#### Goal:
Gather every line of the material that contains the string "motorcycle", treating uppercase and lowercase letters as different.

----- Information provided -----

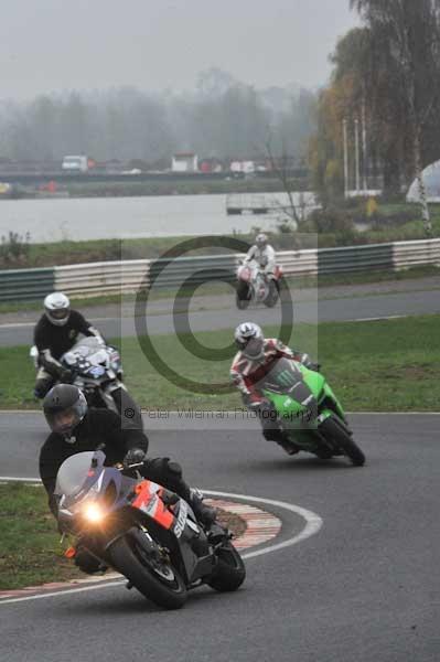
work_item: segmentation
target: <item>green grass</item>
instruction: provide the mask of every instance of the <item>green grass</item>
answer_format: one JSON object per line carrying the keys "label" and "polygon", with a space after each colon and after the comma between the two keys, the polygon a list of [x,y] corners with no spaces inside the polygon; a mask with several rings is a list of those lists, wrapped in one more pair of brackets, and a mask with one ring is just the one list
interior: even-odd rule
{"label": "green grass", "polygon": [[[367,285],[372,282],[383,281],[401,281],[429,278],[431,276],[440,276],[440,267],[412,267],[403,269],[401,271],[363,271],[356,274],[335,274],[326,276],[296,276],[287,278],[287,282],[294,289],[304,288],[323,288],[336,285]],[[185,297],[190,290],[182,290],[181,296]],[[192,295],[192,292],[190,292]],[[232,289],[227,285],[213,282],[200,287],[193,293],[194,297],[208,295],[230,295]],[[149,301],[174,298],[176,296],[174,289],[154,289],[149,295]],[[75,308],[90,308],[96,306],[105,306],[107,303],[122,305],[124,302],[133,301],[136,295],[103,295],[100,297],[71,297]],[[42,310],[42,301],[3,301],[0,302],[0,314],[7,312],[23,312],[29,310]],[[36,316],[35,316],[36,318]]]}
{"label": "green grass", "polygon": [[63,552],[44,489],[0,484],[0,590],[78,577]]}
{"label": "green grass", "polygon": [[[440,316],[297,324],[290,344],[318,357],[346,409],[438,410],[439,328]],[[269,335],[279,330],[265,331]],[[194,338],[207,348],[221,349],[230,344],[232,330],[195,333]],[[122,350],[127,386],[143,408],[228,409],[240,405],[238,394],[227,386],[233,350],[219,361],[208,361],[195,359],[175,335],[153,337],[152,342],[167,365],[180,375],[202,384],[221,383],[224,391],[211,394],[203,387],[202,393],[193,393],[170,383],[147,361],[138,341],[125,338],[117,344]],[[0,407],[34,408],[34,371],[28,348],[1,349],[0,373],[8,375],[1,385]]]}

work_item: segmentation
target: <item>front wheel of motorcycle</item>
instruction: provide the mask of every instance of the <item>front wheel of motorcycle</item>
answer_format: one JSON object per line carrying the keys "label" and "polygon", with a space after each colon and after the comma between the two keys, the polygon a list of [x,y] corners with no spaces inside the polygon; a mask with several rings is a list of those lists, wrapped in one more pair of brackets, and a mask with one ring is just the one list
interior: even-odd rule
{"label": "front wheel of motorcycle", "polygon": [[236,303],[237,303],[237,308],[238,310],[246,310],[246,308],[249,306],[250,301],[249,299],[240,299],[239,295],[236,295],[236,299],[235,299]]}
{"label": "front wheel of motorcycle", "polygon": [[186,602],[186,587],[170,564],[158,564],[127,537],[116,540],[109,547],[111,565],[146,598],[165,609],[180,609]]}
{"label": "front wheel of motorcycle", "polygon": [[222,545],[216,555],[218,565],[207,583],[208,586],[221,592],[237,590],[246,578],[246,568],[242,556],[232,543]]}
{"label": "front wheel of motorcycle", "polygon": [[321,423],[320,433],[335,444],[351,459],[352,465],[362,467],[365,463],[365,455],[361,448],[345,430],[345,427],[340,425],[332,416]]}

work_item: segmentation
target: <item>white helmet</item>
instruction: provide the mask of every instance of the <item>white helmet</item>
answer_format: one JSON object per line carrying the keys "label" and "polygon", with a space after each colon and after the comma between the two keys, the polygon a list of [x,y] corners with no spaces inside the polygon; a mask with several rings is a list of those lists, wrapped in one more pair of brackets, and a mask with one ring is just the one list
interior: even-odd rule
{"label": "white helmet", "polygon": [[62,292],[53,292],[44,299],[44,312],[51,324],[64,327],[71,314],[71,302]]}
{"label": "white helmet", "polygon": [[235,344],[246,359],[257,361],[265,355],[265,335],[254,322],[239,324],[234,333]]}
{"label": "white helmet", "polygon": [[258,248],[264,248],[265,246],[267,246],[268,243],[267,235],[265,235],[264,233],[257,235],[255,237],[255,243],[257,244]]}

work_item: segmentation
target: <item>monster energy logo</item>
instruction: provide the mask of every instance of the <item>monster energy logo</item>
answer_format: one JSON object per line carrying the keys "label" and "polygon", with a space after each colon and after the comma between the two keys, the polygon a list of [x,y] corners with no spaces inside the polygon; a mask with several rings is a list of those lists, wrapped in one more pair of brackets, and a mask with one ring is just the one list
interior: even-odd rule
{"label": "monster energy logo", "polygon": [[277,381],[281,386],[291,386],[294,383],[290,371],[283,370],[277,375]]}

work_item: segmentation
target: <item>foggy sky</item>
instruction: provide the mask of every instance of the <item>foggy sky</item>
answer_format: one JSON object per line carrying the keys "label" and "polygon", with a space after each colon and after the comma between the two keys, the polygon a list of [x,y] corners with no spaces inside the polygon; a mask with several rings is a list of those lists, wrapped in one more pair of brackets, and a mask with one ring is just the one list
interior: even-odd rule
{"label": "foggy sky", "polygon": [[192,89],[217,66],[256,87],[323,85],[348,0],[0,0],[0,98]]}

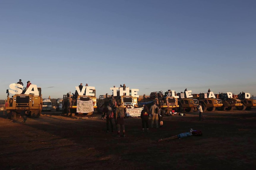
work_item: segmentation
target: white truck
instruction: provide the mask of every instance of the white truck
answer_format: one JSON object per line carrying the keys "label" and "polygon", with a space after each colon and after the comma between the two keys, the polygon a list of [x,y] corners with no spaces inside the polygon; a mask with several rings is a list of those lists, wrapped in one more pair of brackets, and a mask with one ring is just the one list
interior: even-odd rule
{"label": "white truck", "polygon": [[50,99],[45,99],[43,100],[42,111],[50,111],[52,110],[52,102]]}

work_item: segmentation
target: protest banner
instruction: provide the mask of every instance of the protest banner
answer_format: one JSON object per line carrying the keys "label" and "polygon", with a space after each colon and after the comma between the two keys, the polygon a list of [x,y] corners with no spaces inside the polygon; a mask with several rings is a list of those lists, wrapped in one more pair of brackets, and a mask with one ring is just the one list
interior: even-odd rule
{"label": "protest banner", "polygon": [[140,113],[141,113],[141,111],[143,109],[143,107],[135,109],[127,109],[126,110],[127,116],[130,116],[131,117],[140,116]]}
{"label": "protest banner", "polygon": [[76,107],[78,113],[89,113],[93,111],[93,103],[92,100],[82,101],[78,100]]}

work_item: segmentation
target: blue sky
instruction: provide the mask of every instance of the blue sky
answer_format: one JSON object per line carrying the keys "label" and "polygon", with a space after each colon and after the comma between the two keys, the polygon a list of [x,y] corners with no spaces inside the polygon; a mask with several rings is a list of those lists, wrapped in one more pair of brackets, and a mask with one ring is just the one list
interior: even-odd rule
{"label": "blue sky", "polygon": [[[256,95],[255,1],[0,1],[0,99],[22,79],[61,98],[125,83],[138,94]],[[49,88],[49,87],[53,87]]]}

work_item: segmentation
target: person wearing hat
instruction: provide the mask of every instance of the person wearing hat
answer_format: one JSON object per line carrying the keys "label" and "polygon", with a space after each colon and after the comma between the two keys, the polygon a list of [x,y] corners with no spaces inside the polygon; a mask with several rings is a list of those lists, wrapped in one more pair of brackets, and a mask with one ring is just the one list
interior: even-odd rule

-----
----- Information provided -----

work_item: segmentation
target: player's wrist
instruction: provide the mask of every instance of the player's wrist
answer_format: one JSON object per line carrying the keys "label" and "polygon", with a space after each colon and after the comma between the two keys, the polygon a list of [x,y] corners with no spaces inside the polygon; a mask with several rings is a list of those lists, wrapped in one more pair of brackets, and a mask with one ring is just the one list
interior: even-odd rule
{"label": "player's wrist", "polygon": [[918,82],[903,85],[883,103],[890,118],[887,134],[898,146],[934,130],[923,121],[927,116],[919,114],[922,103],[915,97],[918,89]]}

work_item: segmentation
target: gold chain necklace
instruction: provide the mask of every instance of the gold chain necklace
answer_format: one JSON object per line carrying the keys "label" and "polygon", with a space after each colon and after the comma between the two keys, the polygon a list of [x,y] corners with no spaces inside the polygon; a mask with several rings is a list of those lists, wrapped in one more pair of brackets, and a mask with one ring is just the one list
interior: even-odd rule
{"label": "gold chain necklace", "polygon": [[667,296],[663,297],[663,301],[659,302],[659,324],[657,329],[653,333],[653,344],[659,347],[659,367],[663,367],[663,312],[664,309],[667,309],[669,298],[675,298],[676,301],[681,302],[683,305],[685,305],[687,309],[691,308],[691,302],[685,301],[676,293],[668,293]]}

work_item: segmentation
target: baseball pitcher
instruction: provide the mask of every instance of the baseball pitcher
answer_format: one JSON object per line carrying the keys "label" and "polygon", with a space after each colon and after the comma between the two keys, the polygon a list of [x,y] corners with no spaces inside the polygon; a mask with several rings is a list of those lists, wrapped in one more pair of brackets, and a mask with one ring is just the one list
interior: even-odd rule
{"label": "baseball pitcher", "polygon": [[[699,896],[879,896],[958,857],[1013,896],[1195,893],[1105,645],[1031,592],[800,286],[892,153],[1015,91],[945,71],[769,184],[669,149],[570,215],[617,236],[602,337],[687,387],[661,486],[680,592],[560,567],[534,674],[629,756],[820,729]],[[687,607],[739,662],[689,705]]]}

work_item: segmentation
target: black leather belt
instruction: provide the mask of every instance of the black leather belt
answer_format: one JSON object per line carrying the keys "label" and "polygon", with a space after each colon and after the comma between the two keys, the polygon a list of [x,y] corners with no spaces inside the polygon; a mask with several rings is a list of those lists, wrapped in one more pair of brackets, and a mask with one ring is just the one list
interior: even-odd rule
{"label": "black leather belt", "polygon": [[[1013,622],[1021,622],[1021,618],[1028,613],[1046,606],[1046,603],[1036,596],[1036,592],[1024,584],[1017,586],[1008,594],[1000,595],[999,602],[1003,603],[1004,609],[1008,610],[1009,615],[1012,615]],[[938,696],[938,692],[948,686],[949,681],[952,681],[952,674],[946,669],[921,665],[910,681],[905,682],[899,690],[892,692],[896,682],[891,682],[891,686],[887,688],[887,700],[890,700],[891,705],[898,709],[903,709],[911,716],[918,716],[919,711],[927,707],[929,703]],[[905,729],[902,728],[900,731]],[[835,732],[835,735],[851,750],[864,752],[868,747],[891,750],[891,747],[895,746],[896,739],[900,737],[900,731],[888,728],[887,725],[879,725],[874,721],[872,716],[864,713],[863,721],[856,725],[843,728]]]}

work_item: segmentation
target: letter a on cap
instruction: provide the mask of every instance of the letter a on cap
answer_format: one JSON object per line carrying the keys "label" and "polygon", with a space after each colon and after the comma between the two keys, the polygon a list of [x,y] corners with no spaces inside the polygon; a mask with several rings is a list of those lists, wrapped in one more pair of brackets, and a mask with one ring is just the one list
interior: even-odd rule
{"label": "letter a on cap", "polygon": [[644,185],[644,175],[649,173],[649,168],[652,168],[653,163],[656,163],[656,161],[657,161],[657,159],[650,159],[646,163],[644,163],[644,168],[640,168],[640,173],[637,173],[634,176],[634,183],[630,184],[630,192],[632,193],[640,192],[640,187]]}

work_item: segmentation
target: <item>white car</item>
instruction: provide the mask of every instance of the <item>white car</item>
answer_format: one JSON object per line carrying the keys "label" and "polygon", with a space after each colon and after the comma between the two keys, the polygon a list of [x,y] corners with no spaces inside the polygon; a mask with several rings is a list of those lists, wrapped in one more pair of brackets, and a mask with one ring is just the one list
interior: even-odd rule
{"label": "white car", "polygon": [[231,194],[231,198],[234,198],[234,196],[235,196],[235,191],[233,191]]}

-----

#### Result of this exercise:
target: <item>front wheel of motorcycle</item>
instruction: provide the mask of every instance of the <item>front wheel of motorcycle</item>
{"label": "front wheel of motorcycle", "polygon": [[236,303],[237,303],[237,308],[238,310],[246,310],[246,308],[249,306],[250,301],[249,299],[240,299],[239,295],[236,295],[236,299],[235,299]]}
{"label": "front wheel of motorcycle", "polygon": [[186,602],[186,587],[170,564],[158,564],[127,537],[116,540],[109,547],[111,565],[146,598],[165,609],[180,609]]}
{"label": "front wheel of motorcycle", "polygon": [[222,545],[216,555],[218,565],[207,583],[208,586],[221,592],[237,590],[246,578],[246,568],[242,556],[232,543]]}
{"label": "front wheel of motorcycle", "polygon": [[321,423],[320,433],[335,444],[351,459],[352,465],[362,467],[365,463],[365,455],[361,448],[345,430],[345,427],[340,425],[332,416]]}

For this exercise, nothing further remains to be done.